(Records from a collection)
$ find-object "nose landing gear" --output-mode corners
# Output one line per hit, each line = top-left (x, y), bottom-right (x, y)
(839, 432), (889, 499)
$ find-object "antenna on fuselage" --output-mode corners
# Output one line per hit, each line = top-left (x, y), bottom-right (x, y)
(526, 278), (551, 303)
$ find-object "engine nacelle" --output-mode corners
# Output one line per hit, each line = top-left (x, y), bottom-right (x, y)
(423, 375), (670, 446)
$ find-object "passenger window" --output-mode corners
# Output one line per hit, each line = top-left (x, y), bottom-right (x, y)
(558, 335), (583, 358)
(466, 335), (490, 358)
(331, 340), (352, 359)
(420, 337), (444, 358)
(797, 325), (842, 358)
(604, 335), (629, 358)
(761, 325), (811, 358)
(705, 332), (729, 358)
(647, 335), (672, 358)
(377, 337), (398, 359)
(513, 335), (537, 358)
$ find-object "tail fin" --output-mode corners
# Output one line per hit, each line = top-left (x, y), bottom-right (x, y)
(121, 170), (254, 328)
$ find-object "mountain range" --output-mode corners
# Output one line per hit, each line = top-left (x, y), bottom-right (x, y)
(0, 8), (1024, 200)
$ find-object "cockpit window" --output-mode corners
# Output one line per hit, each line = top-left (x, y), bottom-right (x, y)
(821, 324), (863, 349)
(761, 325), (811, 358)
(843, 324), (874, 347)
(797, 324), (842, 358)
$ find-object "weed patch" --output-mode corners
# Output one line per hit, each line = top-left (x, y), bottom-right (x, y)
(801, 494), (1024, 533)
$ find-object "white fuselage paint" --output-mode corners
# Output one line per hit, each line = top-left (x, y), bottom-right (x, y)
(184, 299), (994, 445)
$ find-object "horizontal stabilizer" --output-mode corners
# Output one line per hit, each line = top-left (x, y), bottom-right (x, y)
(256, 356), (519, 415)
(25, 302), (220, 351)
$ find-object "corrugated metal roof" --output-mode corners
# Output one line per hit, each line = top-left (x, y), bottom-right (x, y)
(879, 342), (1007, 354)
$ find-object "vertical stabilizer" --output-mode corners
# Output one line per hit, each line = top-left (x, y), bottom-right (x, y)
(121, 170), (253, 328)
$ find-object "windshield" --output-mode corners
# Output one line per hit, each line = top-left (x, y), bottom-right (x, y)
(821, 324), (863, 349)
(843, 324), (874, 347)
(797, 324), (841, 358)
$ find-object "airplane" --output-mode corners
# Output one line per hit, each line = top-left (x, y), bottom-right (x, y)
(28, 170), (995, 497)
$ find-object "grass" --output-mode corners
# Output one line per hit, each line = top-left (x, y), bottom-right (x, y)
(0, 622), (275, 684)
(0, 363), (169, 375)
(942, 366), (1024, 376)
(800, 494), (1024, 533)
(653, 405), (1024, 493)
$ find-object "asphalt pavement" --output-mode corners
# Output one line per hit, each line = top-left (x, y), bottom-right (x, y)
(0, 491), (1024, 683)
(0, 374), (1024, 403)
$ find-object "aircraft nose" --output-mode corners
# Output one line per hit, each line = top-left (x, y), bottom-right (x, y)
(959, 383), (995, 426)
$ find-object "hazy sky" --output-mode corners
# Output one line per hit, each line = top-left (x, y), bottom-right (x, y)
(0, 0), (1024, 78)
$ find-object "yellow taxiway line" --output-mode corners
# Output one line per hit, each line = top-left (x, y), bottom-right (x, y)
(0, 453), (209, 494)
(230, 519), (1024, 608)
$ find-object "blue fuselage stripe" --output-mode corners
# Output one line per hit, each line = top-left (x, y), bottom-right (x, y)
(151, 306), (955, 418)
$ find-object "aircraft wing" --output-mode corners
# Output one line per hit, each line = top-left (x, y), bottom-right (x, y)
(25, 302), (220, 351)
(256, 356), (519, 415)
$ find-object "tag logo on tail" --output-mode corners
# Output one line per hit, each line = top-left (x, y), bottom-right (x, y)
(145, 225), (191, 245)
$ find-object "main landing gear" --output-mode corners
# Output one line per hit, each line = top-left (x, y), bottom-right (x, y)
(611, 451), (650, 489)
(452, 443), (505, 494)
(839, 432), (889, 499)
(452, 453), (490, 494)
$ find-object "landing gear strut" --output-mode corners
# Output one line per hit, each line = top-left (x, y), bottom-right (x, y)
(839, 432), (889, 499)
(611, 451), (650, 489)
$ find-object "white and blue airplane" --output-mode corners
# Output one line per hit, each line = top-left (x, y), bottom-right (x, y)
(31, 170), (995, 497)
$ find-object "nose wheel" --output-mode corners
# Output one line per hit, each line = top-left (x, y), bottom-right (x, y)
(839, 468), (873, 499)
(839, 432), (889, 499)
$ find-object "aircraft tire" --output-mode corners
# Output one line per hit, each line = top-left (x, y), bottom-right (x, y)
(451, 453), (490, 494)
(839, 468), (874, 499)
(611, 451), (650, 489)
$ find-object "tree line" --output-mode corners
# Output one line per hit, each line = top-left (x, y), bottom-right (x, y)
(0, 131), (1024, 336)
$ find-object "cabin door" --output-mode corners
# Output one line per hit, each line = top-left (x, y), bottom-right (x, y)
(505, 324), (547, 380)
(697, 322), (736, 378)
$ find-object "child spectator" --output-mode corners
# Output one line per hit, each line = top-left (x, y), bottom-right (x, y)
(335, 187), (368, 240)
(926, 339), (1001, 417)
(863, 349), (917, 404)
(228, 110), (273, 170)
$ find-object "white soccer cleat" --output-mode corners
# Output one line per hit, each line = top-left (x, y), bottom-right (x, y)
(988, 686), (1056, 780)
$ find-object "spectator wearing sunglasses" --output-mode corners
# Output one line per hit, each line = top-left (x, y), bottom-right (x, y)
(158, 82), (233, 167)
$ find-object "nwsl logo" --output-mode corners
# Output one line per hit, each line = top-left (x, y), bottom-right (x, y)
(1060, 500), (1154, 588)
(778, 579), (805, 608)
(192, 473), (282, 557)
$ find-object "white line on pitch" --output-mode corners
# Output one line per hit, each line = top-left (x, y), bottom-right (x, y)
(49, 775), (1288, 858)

Requirement —
Copy the records word for word from their first line through the line that contains "(801, 494), (1024, 533)", including that line.

Exercise solution —
$ find-object "nose landing gear" --output-mode corners
# Output one line per hit, each line = top-left (x, y), bottom-right (x, y)
(839, 432), (889, 499)
$ find-object "antenna on fuselage" --output-mode corners
# Output one line per hit, each line = top-left (x, y), bottom-right (x, y)
(526, 278), (551, 303)
$ find-object "engine nacelle" --output-mode corners
# Output one line per hit, each line = top-left (x, y), bottom-right (x, y)
(423, 375), (670, 446)
$ find-object "passenger window" --output-mode corners
# Output one line per hit, each line = top-left (x, y), bottom-right (x, y)
(558, 335), (583, 358)
(466, 335), (490, 358)
(331, 340), (352, 359)
(420, 337), (444, 358)
(797, 325), (842, 358)
(604, 335), (629, 358)
(761, 325), (811, 358)
(705, 332), (729, 358)
(647, 335), (672, 358)
(377, 337), (398, 359)
(513, 335), (537, 358)
$ find-object "tail fin" --output-mode corners
# Output one line per hit, each line = top-left (x, y), bottom-right (x, y)
(121, 170), (254, 328)
$ find-object "mountain range" --output-mode corners
# Output one line per hit, each line = top-left (x, y), bottom-right (x, y)
(0, 8), (1024, 200)
$ find-object "cockpit window" --output-mode corners
# Output one line per hit, each line = top-left (x, y), bottom-right (x, y)
(821, 324), (863, 349)
(761, 325), (811, 358)
(843, 324), (874, 347)
(797, 324), (842, 358)
$ find-object "weed patch" --output-mode corners
# Output one line per hit, each line = top-left (x, y), bottom-right (x, y)
(801, 494), (1024, 533)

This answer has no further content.